* [WHAT NEEDS TO BE DONE]:
What is needed is an exact copy of the lines from the one containing "[locate] ceiling fan blade" through the last line of the entries below, both included.

* [PROVIDED RECORDS]:
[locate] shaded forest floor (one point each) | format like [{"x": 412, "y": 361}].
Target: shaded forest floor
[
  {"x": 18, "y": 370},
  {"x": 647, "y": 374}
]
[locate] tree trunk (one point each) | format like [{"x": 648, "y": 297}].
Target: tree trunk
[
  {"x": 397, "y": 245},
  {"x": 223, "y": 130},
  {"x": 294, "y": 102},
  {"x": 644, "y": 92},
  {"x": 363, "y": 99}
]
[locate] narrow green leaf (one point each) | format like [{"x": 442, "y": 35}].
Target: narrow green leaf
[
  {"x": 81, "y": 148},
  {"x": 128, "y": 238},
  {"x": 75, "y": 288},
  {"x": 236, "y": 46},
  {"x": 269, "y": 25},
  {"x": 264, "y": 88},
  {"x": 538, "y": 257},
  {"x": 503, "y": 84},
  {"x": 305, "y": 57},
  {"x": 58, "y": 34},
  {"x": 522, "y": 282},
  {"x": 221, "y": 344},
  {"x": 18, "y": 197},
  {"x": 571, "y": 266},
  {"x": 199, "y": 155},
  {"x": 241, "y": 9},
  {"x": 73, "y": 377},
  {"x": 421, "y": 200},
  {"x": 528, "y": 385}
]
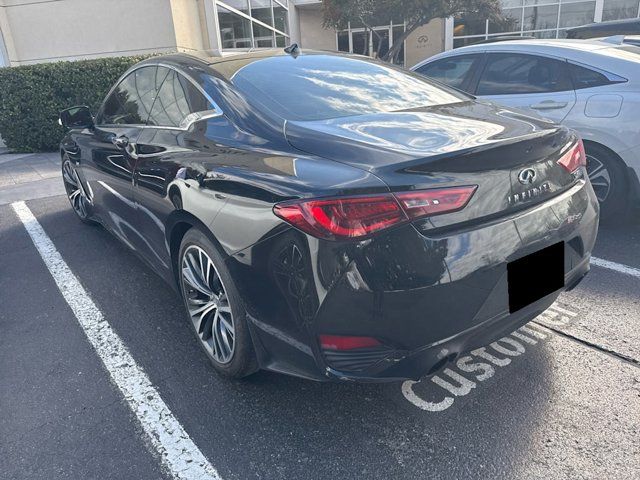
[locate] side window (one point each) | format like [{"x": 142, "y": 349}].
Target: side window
[
  {"x": 452, "y": 71},
  {"x": 131, "y": 101},
  {"x": 176, "y": 100},
  {"x": 586, "y": 78},
  {"x": 512, "y": 73}
]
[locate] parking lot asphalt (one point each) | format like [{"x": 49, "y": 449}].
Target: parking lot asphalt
[{"x": 557, "y": 399}]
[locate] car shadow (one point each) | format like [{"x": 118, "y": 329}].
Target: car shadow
[{"x": 274, "y": 426}]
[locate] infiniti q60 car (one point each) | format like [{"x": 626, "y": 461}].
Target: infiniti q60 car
[{"x": 329, "y": 216}]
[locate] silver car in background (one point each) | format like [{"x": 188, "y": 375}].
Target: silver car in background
[{"x": 589, "y": 85}]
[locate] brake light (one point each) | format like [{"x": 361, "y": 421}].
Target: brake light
[
  {"x": 574, "y": 158},
  {"x": 341, "y": 342},
  {"x": 348, "y": 217},
  {"x": 361, "y": 216},
  {"x": 423, "y": 203}
]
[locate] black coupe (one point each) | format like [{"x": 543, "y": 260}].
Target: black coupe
[{"x": 329, "y": 216}]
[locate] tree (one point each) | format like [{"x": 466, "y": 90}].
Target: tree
[
  {"x": 337, "y": 14},
  {"x": 370, "y": 13}
]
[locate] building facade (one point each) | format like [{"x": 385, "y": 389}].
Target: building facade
[
  {"x": 540, "y": 18},
  {"x": 54, "y": 30}
]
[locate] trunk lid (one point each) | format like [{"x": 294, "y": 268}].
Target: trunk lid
[{"x": 468, "y": 143}]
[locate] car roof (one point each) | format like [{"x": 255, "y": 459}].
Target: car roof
[
  {"x": 569, "y": 44},
  {"x": 578, "y": 50},
  {"x": 227, "y": 64}
]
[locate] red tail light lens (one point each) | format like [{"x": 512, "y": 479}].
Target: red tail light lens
[
  {"x": 574, "y": 158},
  {"x": 340, "y": 342},
  {"x": 357, "y": 217},
  {"x": 438, "y": 200},
  {"x": 348, "y": 217}
]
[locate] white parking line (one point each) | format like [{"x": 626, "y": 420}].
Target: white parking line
[
  {"x": 178, "y": 453},
  {"x": 618, "y": 267}
]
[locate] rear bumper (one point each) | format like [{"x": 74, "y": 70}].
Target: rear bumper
[
  {"x": 631, "y": 158},
  {"x": 427, "y": 296}
]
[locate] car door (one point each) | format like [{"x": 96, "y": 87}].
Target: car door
[
  {"x": 456, "y": 71},
  {"x": 170, "y": 153},
  {"x": 537, "y": 84},
  {"x": 108, "y": 166}
]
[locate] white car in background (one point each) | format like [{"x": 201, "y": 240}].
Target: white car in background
[{"x": 589, "y": 85}]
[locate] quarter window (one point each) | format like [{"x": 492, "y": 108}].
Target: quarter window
[
  {"x": 509, "y": 74},
  {"x": 452, "y": 71},
  {"x": 177, "y": 98},
  {"x": 131, "y": 101},
  {"x": 584, "y": 77}
]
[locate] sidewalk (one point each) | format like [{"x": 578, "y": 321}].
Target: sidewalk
[{"x": 25, "y": 176}]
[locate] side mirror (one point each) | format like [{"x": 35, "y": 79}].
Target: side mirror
[{"x": 76, "y": 117}]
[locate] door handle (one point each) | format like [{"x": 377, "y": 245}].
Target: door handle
[
  {"x": 548, "y": 105},
  {"x": 121, "y": 142}
]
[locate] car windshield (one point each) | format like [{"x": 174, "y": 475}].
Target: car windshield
[{"x": 317, "y": 87}]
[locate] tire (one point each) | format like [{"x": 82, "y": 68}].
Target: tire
[
  {"x": 608, "y": 177},
  {"x": 214, "y": 305},
  {"x": 80, "y": 203}
]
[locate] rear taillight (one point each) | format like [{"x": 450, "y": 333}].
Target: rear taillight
[
  {"x": 342, "y": 342},
  {"x": 574, "y": 158},
  {"x": 357, "y": 217},
  {"x": 432, "y": 202}
]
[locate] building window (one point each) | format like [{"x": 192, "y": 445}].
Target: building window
[
  {"x": 372, "y": 42},
  {"x": 540, "y": 18},
  {"x": 246, "y": 24},
  {"x": 620, "y": 9}
]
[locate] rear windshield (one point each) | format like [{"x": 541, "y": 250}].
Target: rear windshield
[{"x": 317, "y": 87}]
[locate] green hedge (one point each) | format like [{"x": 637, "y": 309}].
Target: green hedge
[{"x": 31, "y": 97}]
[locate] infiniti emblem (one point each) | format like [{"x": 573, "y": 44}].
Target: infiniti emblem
[{"x": 527, "y": 176}]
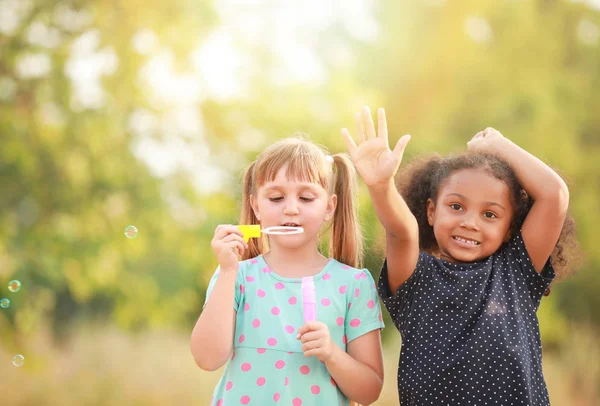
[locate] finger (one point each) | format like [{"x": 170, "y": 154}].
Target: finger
[
  {"x": 234, "y": 237},
  {"x": 368, "y": 122},
  {"x": 400, "y": 146},
  {"x": 381, "y": 123},
  {"x": 349, "y": 141},
  {"x": 360, "y": 128}
]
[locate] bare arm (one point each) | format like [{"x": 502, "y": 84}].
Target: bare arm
[
  {"x": 544, "y": 222},
  {"x": 377, "y": 164},
  {"x": 216, "y": 320},
  {"x": 212, "y": 337},
  {"x": 358, "y": 372}
]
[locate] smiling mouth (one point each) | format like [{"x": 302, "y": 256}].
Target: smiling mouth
[{"x": 466, "y": 241}]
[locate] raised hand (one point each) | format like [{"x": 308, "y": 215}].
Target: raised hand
[
  {"x": 488, "y": 140},
  {"x": 228, "y": 244},
  {"x": 374, "y": 160},
  {"x": 316, "y": 340}
]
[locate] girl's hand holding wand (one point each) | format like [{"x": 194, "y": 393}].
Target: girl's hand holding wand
[{"x": 228, "y": 244}]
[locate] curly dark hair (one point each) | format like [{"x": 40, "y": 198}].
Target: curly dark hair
[{"x": 421, "y": 180}]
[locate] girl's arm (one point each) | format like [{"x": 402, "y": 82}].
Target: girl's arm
[
  {"x": 549, "y": 192},
  {"x": 377, "y": 164},
  {"x": 358, "y": 373},
  {"x": 212, "y": 337}
]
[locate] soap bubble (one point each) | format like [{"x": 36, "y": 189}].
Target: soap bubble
[
  {"x": 14, "y": 286},
  {"x": 130, "y": 232}
]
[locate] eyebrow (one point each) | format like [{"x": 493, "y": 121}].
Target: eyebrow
[
  {"x": 487, "y": 203},
  {"x": 309, "y": 186}
]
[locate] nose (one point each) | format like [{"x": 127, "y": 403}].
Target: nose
[
  {"x": 291, "y": 207},
  {"x": 470, "y": 221}
]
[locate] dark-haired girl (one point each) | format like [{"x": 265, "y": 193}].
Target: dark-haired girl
[{"x": 469, "y": 242}]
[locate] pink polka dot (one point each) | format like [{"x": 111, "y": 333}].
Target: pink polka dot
[{"x": 355, "y": 322}]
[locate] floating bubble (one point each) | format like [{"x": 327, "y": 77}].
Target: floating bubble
[
  {"x": 18, "y": 360},
  {"x": 14, "y": 286},
  {"x": 131, "y": 232}
]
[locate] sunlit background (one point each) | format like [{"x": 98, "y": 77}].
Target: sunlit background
[{"x": 144, "y": 113}]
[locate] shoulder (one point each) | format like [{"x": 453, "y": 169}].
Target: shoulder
[{"x": 349, "y": 273}]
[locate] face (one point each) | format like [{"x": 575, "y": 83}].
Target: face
[
  {"x": 472, "y": 216},
  {"x": 284, "y": 202}
]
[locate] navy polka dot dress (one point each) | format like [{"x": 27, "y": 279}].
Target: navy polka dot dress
[{"x": 470, "y": 334}]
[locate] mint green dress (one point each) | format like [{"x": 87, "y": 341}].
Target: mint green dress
[{"x": 267, "y": 366}]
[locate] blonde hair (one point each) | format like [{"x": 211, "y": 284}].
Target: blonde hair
[{"x": 308, "y": 162}]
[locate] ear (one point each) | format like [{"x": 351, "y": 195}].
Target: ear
[
  {"x": 254, "y": 206},
  {"x": 430, "y": 212},
  {"x": 331, "y": 205}
]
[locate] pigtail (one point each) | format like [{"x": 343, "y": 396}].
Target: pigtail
[
  {"x": 416, "y": 185},
  {"x": 256, "y": 246},
  {"x": 346, "y": 243}
]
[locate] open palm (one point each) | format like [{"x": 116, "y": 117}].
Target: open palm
[{"x": 374, "y": 160}]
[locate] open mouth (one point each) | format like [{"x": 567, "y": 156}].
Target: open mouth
[{"x": 466, "y": 240}]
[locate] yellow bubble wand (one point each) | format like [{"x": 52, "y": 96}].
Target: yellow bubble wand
[{"x": 254, "y": 230}]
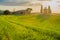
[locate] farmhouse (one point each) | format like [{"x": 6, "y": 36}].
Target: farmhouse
[{"x": 27, "y": 11}]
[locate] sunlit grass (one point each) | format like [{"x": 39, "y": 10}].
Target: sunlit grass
[{"x": 29, "y": 27}]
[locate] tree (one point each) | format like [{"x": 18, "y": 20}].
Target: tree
[
  {"x": 49, "y": 10},
  {"x": 6, "y": 12},
  {"x": 45, "y": 10},
  {"x": 41, "y": 9}
]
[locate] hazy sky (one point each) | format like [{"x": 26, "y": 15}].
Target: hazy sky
[{"x": 10, "y": 4}]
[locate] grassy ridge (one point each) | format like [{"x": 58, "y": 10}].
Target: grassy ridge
[{"x": 29, "y": 27}]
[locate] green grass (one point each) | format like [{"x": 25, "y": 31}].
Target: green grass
[{"x": 29, "y": 27}]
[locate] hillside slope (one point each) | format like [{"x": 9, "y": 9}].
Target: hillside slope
[{"x": 29, "y": 27}]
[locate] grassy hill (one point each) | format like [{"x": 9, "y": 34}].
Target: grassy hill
[{"x": 29, "y": 27}]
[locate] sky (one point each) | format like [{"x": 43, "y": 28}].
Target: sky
[{"x": 22, "y": 4}]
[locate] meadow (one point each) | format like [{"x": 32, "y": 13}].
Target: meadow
[{"x": 29, "y": 27}]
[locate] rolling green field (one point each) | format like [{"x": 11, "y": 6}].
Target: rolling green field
[{"x": 29, "y": 27}]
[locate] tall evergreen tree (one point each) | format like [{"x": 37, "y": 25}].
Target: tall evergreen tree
[{"x": 49, "y": 10}]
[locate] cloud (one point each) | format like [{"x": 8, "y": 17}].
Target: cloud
[{"x": 18, "y": 2}]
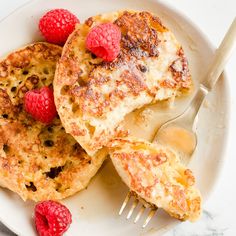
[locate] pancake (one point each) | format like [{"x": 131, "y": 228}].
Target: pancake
[
  {"x": 93, "y": 97},
  {"x": 156, "y": 174},
  {"x": 37, "y": 161}
]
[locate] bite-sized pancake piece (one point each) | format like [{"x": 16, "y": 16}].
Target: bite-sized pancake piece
[
  {"x": 93, "y": 97},
  {"x": 156, "y": 174},
  {"x": 37, "y": 161}
]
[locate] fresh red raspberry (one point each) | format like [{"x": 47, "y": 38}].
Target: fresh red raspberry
[
  {"x": 104, "y": 41},
  {"x": 40, "y": 104},
  {"x": 51, "y": 218},
  {"x": 56, "y": 25}
]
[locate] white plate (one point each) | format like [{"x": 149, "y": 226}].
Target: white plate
[{"x": 95, "y": 210}]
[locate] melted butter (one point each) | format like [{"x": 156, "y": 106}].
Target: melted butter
[{"x": 178, "y": 138}]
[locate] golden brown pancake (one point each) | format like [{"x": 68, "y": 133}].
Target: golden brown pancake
[
  {"x": 156, "y": 174},
  {"x": 93, "y": 97},
  {"x": 37, "y": 161}
]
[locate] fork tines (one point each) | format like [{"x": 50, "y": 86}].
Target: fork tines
[{"x": 143, "y": 207}]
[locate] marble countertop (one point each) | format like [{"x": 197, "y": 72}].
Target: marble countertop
[{"x": 218, "y": 219}]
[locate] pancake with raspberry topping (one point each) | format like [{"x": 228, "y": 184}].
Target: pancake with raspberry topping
[
  {"x": 156, "y": 174},
  {"x": 93, "y": 97},
  {"x": 37, "y": 161}
]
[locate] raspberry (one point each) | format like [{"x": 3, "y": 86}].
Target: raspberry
[
  {"x": 104, "y": 41},
  {"x": 51, "y": 218},
  {"x": 56, "y": 25},
  {"x": 40, "y": 104}
]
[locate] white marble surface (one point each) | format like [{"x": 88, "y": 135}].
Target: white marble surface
[{"x": 218, "y": 219}]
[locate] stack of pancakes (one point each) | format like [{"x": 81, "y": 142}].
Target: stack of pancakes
[{"x": 92, "y": 98}]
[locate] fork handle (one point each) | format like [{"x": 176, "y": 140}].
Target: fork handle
[{"x": 221, "y": 57}]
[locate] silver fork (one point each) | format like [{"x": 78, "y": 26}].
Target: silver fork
[
  {"x": 143, "y": 206},
  {"x": 188, "y": 118}
]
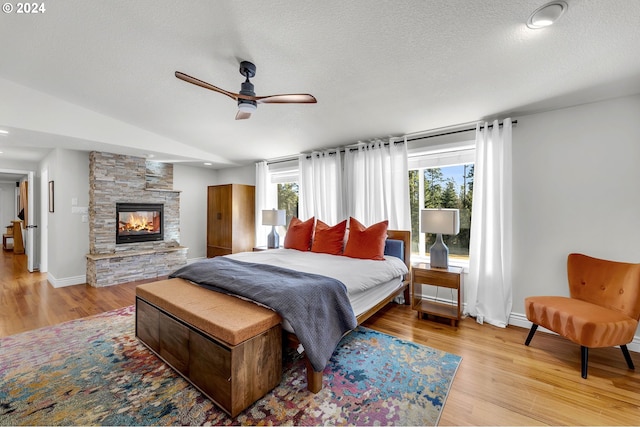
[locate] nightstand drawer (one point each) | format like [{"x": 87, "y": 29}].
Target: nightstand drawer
[
  {"x": 422, "y": 275},
  {"x": 439, "y": 277}
]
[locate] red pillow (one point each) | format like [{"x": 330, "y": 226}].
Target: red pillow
[
  {"x": 329, "y": 240},
  {"x": 366, "y": 243},
  {"x": 299, "y": 234}
]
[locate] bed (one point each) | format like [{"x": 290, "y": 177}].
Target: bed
[{"x": 368, "y": 284}]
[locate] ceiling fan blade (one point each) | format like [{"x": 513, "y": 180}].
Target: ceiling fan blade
[
  {"x": 241, "y": 115},
  {"x": 187, "y": 78},
  {"x": 292, "y": 98}
]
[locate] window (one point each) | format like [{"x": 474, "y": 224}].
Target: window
[
  {"x": 441, "y": 176},
  {"x": 288, "y": 198},
  {"x": 283, "y": 190}
]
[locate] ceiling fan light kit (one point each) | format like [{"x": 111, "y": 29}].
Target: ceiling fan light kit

* [RESPONSE AREA]:
[locate] ceiling fan blade (one point each) | format like [{"x": 513, "y": 180}].
Target: ceiling fan blade
[
  {"x": 241, "y": 115},
  {"x": 187, "y": 78},
  {"x": 292, "y": 98}
]
[locate] window (one point each) | format like [{"x": 474, "y": 224}].
Target: window
[
  {"x": 441, "y": 176},
  {"x": 288, "y": 198},
  {"x": 283, "y": 190}
]
[locate] ceiling fan light kit (one point each) | format like [{"x": 111, "y": 29}].
Target: ceiling fan light kit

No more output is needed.